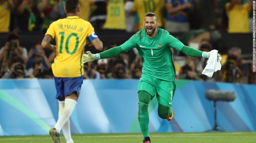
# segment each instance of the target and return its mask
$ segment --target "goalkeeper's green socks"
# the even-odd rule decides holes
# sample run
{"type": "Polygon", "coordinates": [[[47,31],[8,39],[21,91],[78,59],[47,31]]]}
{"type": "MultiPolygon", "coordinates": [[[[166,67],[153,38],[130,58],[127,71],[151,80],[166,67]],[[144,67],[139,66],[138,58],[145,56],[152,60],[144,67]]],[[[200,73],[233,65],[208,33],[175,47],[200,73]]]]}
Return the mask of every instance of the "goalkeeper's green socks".
{"type": "Polygon", "coordinates": [[[148,131],[148,124],[149,123],[149,116],[148,111],[148,104],[142,102],[139,102],[139,111],[138,113],[140,129],[144,138],[149,136],[148,131]]]}

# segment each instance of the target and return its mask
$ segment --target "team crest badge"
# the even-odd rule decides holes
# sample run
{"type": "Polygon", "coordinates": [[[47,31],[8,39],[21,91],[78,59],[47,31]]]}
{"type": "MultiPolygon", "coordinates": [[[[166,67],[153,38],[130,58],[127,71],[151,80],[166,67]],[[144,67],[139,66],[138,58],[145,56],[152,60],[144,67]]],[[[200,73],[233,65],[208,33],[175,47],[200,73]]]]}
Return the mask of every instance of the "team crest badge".
{"type": "Polygon", "coordinates": [[[161,43],[157,44],[157,48],[158,49],[160,49],[162,47],[161,46],[161,43]]]}

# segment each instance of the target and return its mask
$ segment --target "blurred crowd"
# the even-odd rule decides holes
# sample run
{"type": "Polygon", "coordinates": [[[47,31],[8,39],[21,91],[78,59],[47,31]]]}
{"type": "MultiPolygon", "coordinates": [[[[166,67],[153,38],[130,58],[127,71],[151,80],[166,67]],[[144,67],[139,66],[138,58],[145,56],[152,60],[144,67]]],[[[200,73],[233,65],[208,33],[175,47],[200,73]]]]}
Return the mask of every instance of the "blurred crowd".
{"type": "MultiPolygon", "coordinates": [[[[186,33],[179,39],[185,45],[203,51],[217,49],[221,55],[221,70],[209,77],[201,74],[207,59],[187,57],[172,51],[175,61],[183,57],[181,63],[175,63],[177,79],[256,84],[256,73],[252,72],[252,64],[242,57],[241,48],[227,48],[222,44],[220,36],[223,33],[252,31],[252,0],[79,1],[79,17],[89,21],[96,33],[105,29],[135,33],[144,28],[145,15],[151,12],[158,17],[159,27],[171,34],[186,33]],[[198,45],[193,45],[191,38],[188,38],[192,36],[201,36],[198,45]]],[[[47,55],[40,41],[31,48],[22,47],[17,33],[44,34],[52,22],[66,17],[65,4],[65,0],[0,0],[0,33],[8,34],[7,41],[0,45],[0,77],[53,78],[51,64],[55,53],[47,55]]],[[[103,43],[103,51],[119,44],[103,43]]],[[[84,78],[138,79],[142,67],[135,48],[117,57],[86,64],[84,78]]]]}

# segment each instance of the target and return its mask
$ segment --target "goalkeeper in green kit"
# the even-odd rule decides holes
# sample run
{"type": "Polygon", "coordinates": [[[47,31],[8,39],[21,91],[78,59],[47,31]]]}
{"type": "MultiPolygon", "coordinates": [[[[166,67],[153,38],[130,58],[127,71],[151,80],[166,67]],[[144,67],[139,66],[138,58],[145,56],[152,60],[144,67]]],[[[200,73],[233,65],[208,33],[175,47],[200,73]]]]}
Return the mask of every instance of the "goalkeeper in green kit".
{"type": "Polygon", "coordinates": [[[99,54],[90,51],[84,54],[84,63],[116,56],[134,48],[139,51],[143,67],[138,85],[138,118],[144,137],[143,143],[151,143],[148,130],[148,107],[156,95],[158,115],[170,120],[173,117],[172,102],[175,89],[175,68],[170,47],[187,55],[209,58],[209,52],[185,46],[164,30],[157,28],[157,18],[152,13],[147,13],[143,24],[145,28],[137,32],[121,46],[99,54]]]}

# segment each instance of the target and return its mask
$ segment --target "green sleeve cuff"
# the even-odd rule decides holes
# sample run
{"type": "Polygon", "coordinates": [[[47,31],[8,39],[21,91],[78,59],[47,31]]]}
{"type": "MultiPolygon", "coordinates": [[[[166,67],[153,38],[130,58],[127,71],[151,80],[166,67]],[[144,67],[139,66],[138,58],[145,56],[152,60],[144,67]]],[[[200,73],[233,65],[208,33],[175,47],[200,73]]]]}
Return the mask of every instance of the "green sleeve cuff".
{"type": "Polygon", "coordinates": [[[181,50],[181,52],[189,56],[202,57],[203,52],[190,47],[184,46],[181,50]]]}
{"type": "Polygon", "coordinates": [[[124,52],[120,46],[118,46],[110,49],[107,51],[99,53],[100,58],[107,58],[112,57],[115,57],[124,52]]]}

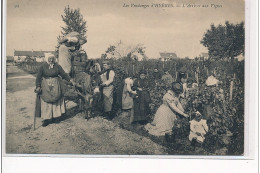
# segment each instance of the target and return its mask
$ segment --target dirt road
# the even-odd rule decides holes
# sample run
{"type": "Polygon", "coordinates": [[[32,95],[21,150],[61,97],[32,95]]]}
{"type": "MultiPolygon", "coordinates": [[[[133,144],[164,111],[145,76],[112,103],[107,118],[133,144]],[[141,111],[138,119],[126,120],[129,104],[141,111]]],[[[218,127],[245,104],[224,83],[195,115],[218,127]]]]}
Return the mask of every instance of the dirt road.
{"type": "Polygon", "coordinates": [[[60,122],[33,130],[35,77],[7,66],[5,145],[7,154],[167,154],[165,147],[101,117],[85,120],[75,103],[60,122]],[[73,113],[73,114],[72,114],[73,113]]]}

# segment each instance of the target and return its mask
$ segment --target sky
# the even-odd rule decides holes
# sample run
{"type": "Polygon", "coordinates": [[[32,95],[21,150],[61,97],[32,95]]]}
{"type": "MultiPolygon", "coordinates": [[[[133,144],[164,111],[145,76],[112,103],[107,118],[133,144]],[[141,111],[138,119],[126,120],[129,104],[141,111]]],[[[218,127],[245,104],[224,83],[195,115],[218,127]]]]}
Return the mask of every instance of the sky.
{"type": "Polygon", "coordinates": [[[79,8],[87,21],[88,42],[83,49],[89,58],[99,58],[119,41],[143,44],[148,58],[160,57],[159,52],[194,58],[207,52],[200,40],[210,24],[245,20],[244,0],[7,0],[6,54],[12,56],[14,50],[53,51],[64,26],[61,15],[68,5],[79,8]],[[163,3],[181,7],[151,7],[163,3]]]}

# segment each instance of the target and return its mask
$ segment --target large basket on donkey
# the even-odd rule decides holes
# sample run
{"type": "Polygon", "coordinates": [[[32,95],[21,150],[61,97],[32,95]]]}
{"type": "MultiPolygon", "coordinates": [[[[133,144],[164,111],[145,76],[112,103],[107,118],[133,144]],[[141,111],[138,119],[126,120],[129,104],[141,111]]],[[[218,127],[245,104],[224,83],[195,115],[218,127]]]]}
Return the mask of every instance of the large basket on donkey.
{"type": "Polygon", "coordinates": [[[68,94],[65,94],[67,100],[77,103],[79,111],[85,114],[85,118],[92,116],[93,105],[101,97],[99,93],[94,92],[99,85],[98,77],[93,77],[88,73],[93,67],[94,61],[87,60],[86,54],[82,53],[73,57],[71,76],[76,84],[68,90],[68,94]]]}

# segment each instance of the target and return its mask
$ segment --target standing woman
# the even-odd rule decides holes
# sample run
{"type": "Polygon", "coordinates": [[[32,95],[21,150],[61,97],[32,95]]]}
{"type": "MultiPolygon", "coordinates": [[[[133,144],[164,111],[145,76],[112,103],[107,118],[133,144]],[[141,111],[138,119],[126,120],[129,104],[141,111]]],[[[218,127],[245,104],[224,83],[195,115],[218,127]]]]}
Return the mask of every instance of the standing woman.
{"type": "Polygon", "coordinates": [[[100,75],[102,98],[104,104],[104,116],[108,119],[112,119],[112,106],[113,106],[113,93],[114,93],[114,77],[115,72],[111,69],[109,61],[103,62],[104,72],[100,75]]]}
{"type": "Polygon", "coordinates": [[[184,108],[186,108],[186,106],[187,106],[186,98],[187,98],[187,91],[188,91],[187,74],[185,72],[179,72],[176,82],[178,82],[179,84],[182,85],[183,92],[180,94],[180,102],[181,102],[182,106],[184,108]]]}
{"type": "Polygon", "coordinates": [[[144,70],[139,72],[139,78],[134,81],[133,90],[137,91],[137,96],[134,98],[133,122],[145,124],[147,122],[147,115],[150,112],[149,103],[151,103],[151,97],[149,93],[149,81],[146,78],[144,70]]]}
{"type": "Polygon", "coordinates": [[[47,62],[39,68],[36,77],[36,92],[41,93],[43,126],[47,126],[54,118],[65,113],[65,103],[59,76],[68,82],[70,81],[68,74],[64,72],[59,64],[55,63],[54,55],[49,54],[47,62]]]}
{"type": "Polygon", "coordinates": [[[130,123],[133,122],[134,118],[134,100],[133,98],[137,94],[136,91],[132,90],[134,80],[132,77],[128,77],[124,81],[124,88],[122,93],[122,109],[130,110],[130,123]]]}

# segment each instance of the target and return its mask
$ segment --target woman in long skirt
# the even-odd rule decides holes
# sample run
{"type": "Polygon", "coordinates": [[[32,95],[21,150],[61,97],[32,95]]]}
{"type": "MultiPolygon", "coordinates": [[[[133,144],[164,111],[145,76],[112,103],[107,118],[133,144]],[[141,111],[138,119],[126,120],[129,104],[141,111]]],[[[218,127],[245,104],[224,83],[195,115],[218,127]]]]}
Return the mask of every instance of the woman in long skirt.
{"type": "Polygon", "coordinates": [[[180,83],[174,82],[172,89],[163,96],[163,104],[158,108],[152,123],[145,125],[145,129],[154,136],[164,136],[172,133],[176,115],[188,117],[179,101],[179,95],[183,92],[180,83]]]}
{"type": "Polygon", "coordinates": [[[146,72],[141,70],[139,78],[134,81],[133,89],[137,91],[134,98],[134,118],[133,122],[145,124],[147,122],[147,115],[150,113],[149,103],[151,97],[149,93],[149,81],[146,78],[146,72]]]}
{"type": "Polygon", "coordinates": [[[36,92],[40,93],[43,126],[48,125],[53,121],[53,118],[60,117],[65,113],[59,76],[70,81],[69,75],[64,72],[59,64],[55,63],[54,55],[49,55],[47,59],[47,62],[39,68],[36,77],[36,92]]]}
{"type": "Polygon", "coordinates": [[[133,122],[134,118],[134,100],[133,98],[137,94],[136,91],[132,90],[134,80],[132,77],[128,77],[124,81],[124,88],[122,93],[122,109],[130,112],[130,123],[133,122]]]}

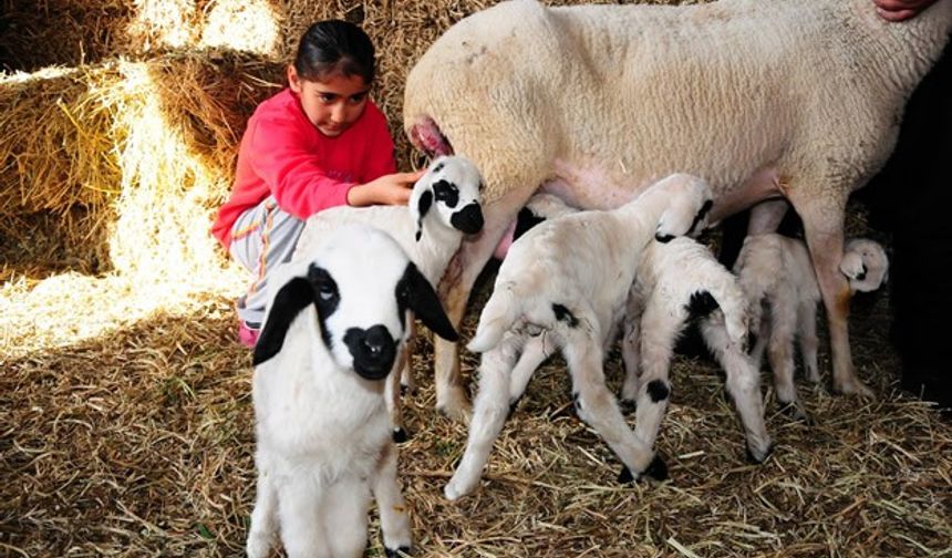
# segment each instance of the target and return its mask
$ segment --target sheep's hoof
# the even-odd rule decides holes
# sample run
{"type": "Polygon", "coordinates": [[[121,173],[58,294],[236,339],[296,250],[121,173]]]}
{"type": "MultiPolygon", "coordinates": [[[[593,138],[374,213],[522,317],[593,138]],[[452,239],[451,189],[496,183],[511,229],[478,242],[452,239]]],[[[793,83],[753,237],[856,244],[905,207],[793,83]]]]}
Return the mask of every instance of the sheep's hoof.
{"type": "Polygon", "coordinates": [[[271,537],[252,533],[248,537],[248,558],[267,558],[271,551],[271,537]]]}
{"type": "Polygon", "coordinates": [[[393,442],[396,444],[402,444],[410,440],[410,434],[406,433],[402,427],[393,430],[393,442]]]}
{"type": "Polygon", "coordinates": [[[804,424],[811,424],[810,417],[804,407],[796,401],[789,402],[780,402],[780,412],[787,415],[794,422],[803,422],[804,424]]]}
{"type": "Polygon", "coordinates": [[[660,455],[654,454],[654,458],[651,459],[651,463],[648,465],[648,468],[644,469],[642,475],[649,476],[655,480],[668,480],[668,464],[664,463],[664,459],[662,459],[660,455]]]}
{"type": "Polygon", "coordinates": [[[467,426],[469,425],[469,420],[473,418],[473,407],[469,406],[469,402],[466,401],[466,396],[461,391],[449,392],[447,401],[441,402],[439,397],[437,397],[436,410],[453,421],[467,426]]]}
{"type": "Polygon", "coordinates": [[[384,554],[386,558],[397,558],[400,556],[410,556],[410,547],[400,547],[396,550],[392,548],[384,548],[384,554]]]}
{"type": "Polygon", "coordinates": [[[631,469],[625,465],[622,465],[621,473],[618,474],[618,482],[620,484],[631,484],[641,477],[649,477],[655,480],[668,480],[668,465],[665,465],[664,459],[662,459],[661,456],[655,454],[654,458],[651,459],[651,463],[648,464],[648,468],[641,472],[638,477],[635,477],[631,473],[631,469]]]}
{"type": "Polygon", "coordinates": [[[463,482],[457,480],[455,476],[446,483],[446,486],[443,487],[443,495],[446,496],[446,499],[449,502],[456,502],[470,492],[473,492],[473,488],[463,486],[463,482]]]}
{"type": "Polygon", "coordinates": [[[876,394],[872,393],[872,390],[856,378],[850,378],[845,382],[834,382],[834,390],[836,390],[837,393],[842,393],[844,395],[859,395],[860,397],[876,399],[876,394]]]}
{"type": "Polygon", "coordinates": [[[764,463],[765,461],[767,461],[767,457],[769,457],[770,454],[774,453],[774,444],[767,444],[766,450],[763,450],[758,453],[760,454],[759,457],[757,456],[757,454],[754,453],[753,450],[751,450],[751,446],[747,446],[747,462],[754,463],[756,465],[764,463]]]}
{"type": "Polygon", "coordinates": [[[638,403],[635,403],[634,400],[623,399],[619,401],[619,403],[623,414],[632,414],[638,411],[638,403]]]}

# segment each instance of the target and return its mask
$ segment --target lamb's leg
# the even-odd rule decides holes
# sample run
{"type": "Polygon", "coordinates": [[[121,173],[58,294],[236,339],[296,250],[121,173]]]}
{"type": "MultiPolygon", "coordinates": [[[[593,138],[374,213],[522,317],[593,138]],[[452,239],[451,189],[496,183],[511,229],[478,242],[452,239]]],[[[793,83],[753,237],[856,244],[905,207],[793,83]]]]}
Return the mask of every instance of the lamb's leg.
{"type": "Polygon", "coordinates": [[[568,331],[562,353],[572,376],[576,412],[624,464],[619,480],[625,483],[642,475],[668,478],[668,466],[629,428],[614,395],[606,386],[601,340],[591,331],[573,328],[568,331]]]}
{"type": "Polygon", "coordinates": [[[539,368],[539,364],[549,358],[546,352],[546,335],[542,332],[539,335],[531,337],[522,347],[522,354],[519,355],[519,361],[516,368],[513,369],[513,375],[509,379],[509,407],[515,407],[519,397],[526,392],[526,386],[529,385],[529,380],[532,379],[532,372],[539,368]]]}
{"type": "MultiPolygon", "coordinates": [[[[794,384],[794,334],[797,327],[797,302],[789,294],[774,298],[770,304],[770,339],[768,355],[774,370],[774,389],[783,405],[797,403],[794,384]]],[[[794,409],[790,407],[790,409],[794,409]]]]}
{"type": "MultiPolygon", "coordinates": [[[[525,189],[525,188],[524,188],[525,189]]],[[[483,231],[475,240],[464,240],[439,281],[439,298],[449,321],[458,329],[466,312],[473,283],[489,261],[493,251],[516,218],[519,208],[529,199],[532,189],[514,192],[484,207],[483,231]]],[[[433,338],[433,368],[436,374],[436,409],[455,421],[469,422],[470,409],[459,373],[459,353],[456,343],[433,338]]]]}
{"type": "Polygon", "coordinates": [[[397,444],[406,442],[408,437],[406,428],[403,426],[403,405],[400,401],[401,376],[406,373],[407,368],[410,368],[410,343],[406,343],[397,354],[384,388],[384,401],[386,401],[386,410],[390,413],[391,435],[397,444]]]}
{"type": "Polygon", "coordinates": [[[624,333],[621,338],[621,360],[624,363],[624,383],[621,400],[634,403],[638,399],[641,370],[641,316],[631,306],[624,316],[624,333]]]}
{"type": "Polygon", "coordinates": [[[790,204],[786,199],[766,199],[751,208],[747,236],[775,232],[779,228],[790,204]]]}
{"type": "Polygon", "coordinates": [[[661,420],[668,410],[671,382],[668,373],[674,342],[687,318],[683,306],[666,308],[660,299],[649,300],[642,317],[641,381],[634,415],[634,434],[649,447],[654,446],[661,420]]]}
{"type": "Polygon", "coordinates": [[[288,558],[333,556],[321,514],[323,496],[310,480],[289,482],[278,488],[281,541],[288,558]]]}
{"type": "Polygon", "coordinates": [[[255,462],[258,467],[258,495],[251,513],[248,530],[248,558],[266,558],[278,529],[278,493],[275,487],[269,458],[258,450],[255,462]]]}
{"type": "Polygon", "coordinates": [[[846,208],[845,185],[834,184],[824,192],[803,188],[810,197],[791,199],[804,220],[807,247],[817,275],[830,333],[834,361],[834,389],[845,394],[872,397],[872,391],[856,378],[849,347],[849,283],[839,271],[842,259],[842,221],[846,208]],[[844,186],[844,187],[838,187],[844,186]]]}
{"type": "Polygon", "coordinates": [[[763,463],[770,454],[773,443],[764,422],[759,370],[739,345],[731,342],[723,316],[718,312],[702,320],[701,334],[727,375],[727,393],[734,400],[734,406],[741,416],[748,455],[753,461],[763,463]]]}
{"type": "Polygon", "coordinates": [[[400,392],[413,393],[416,391],[416,381],[413,379],[413,354],[416,352],[416,320],[410,321],[410,338],[406,340],[406,358],[403,370],[400,372],[400,392]]]}
{"type": "Polygon", "coordinates": [[[380,528],[383,531],[384,546],[390,552],[401,550],[410,554],[410,513],[396,476],[396,446],[387,445],[377,464],[371,488],[380,510],[380,528]]]}
{"type": "Polygon", "coordinates": [[[810,382],[820,381],[819,366],[817,365],[817,303],[809,300],[800,302],[797,311],[797,322],[800,333],[800,355],[804,360],[804,375],[810,382]]]}
{"type": "Polygon", "coordinates": [[[479,363],[479,391],[469,424],[466,452],[453,478],[443,489],[447,499],[459,499],[473,492],[479,483],[483,467],[489,461],[493,443],[499,437],[509,414],[509,373],[516,363],[518,345],[515,335],[507,333],[495,349],[483,353],[479,363]]]}
{"type": "MultiPolygon", "coordinates": [[[[370,504],[368,479],[358,478],[355,475],[337,479],[327,488],[320,506],[320,520],[331,554],[308,556],[363,556],[366,549],[370,504]]],[[[311,526],[311,529],[313,528],[314,526],[311,526]]],[[[287,549],[287,544],[284,548],[287,549]]],[[[290,549],[288,558],[291,558],[290,549]]]]}

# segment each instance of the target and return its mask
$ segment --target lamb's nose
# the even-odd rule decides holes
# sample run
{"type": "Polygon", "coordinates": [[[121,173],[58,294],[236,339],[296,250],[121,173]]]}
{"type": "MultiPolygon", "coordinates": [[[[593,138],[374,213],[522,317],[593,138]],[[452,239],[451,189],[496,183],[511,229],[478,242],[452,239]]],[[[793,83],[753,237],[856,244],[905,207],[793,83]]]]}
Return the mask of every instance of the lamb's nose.
{"type": "Polygon", "coordinates": [[[459,209],[449,218],[453,226],[467,235],[475,235],[483,230],[483,209],[479,204],[473,203],[459,209]]]}

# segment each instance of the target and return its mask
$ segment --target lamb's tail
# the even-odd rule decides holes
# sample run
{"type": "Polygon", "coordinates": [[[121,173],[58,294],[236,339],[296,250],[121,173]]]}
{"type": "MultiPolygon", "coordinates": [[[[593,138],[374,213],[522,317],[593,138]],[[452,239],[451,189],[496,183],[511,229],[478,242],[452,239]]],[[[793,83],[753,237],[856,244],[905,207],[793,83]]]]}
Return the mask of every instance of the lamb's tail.
{"type": "Polygon", "coordinates": [[[466,345],[467,349],[483,353],[495,348],[503,340],[503,335],[516,323],[522,307],[519,297],[513,290],[514,287],[513,282],[495,287],[493,296],[483,307],[479,326],[476,327],[476,334],[466,345]]]}

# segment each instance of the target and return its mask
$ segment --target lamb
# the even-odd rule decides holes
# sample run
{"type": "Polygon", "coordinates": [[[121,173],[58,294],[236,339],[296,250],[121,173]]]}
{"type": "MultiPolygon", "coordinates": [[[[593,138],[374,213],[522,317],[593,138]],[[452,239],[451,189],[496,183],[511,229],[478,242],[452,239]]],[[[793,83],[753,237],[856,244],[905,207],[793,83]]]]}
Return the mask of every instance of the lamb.
{"type": "MultiPolygon", "coordinates": [[[[308,219],[292,259],[298,258],[299,254],[308,254],[311,245],[341,226],[365,223],[395,238],[423,277],[436,285],[459,249],[464,235],[475,235],[483,228],[479,205],[482,186],[479,170],[466,158],[437,157],[413,186],[408,207],[334,207],[323,210],[308,219]]],[[[414,389],[410,366],[414,339],[415,335],[411,335],[397,362],[400,373],[391,376],[392,383],[387,386],[393,436],[397,442],[407,437],[403,427],[399,384],[408,390],[414,389]]],[[[437,385],[441,383],[437,382],[437,385]]]]}
{"type": "Polygon", "coordinates": [[[385,232],[341,227],[269,281],[255,347],[258,495],[247,551],[268,555],[280,526],[289,557],[354,557],[371,495],[387,555],[411,547],[384,383],[408,311],[449,340],[436,293],[385,232]]]}
{"type": "Polygon", "coordinates": [[[710,208],[708,186],[675,174],[620,208],[542,223],[513,245],[468,345],[483,353],[479,391],[447,498],[478,483],[508,412],[513,368],[531,337],[561,350],[576,410],[621,458],[621,478],[666,477],[664,462],[628,427],[606,388],[603,350],[617,331],[640,252],[652,237],[666,241],[703,228],[710,208]]]}
{"type": "MultiPolygon", "coordinates": [[[[551,194],[536,194],[519,211],[517,223],[570,215],[577,209],[551,194]]],[[[519,227],[516,228],[518,236],[519,227]]],[[[651,242],[639,261],[624,316],[622,354],[625,380],[622,401],[638,400],[635,435],[653,445],[670,392],[668,373],[674,342],[693,309],[704,340],[727,375],[727,393],[737,406],[747,438],[747,455],[763,462],[770,454],[764,423],[759,372],[745,353],[747,302],[737,278],[716,261],[707,247],[687,237],[651,242]],[[643,371],[643,373],[642,373],[643,371]]],[[[521,396],[531,373],[548,356],[544,340],[534,338],[522,349],[509,388],[510,406],[521,396]]]]}
{"type": "MultiPolygon", "coordinates": [[[[686,172],[711,184],[712,221],[769,198],[793,204],[827,310],[834,386],[872,395],[849,351],[844,208],[892,151],[906,100],[950,29],[952,0],[901,24],[870,0],[513,0],[464,18],[413,66],[403,107],[418,148],[465,153],[486,179],[483,234],[441,282],[448,316],[459,322],[539,185],[604,209],[686,172]]],[[[465,420],[455,345],[437,341],[435,368],[453,384],[437,406],[465,420]]]]}
{"type": "MultiPolygon", "coordinates": [[[[805,417],[794,386],[794,335],[799,339],[807,380],[819,381],[817,366],[817,303],[820,288],[810,257],[801,240],[777,234],[754,235],[734,265],[751,309],[751,323],[758,332],[752,351],[757,368],[769,344],[770,368],[777,400],[796,417],[805,417]],[[769,319],[763,316],[769,310],[769,319]]],[[[889,260],[882,246],[865,238],[846,242],[839,272],[849,286],[849,296],[878,289],[889,275],[889,260]]],[[[849,302],[846,298],[845,303],[849,302]]]]}

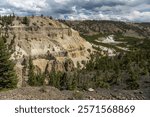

# # # # #

Identify every line of the material that contains the string "nose", and copy each of those lines in full.

$ segment --target lamb's nose
Return the mask of every instance of the lamb's nose.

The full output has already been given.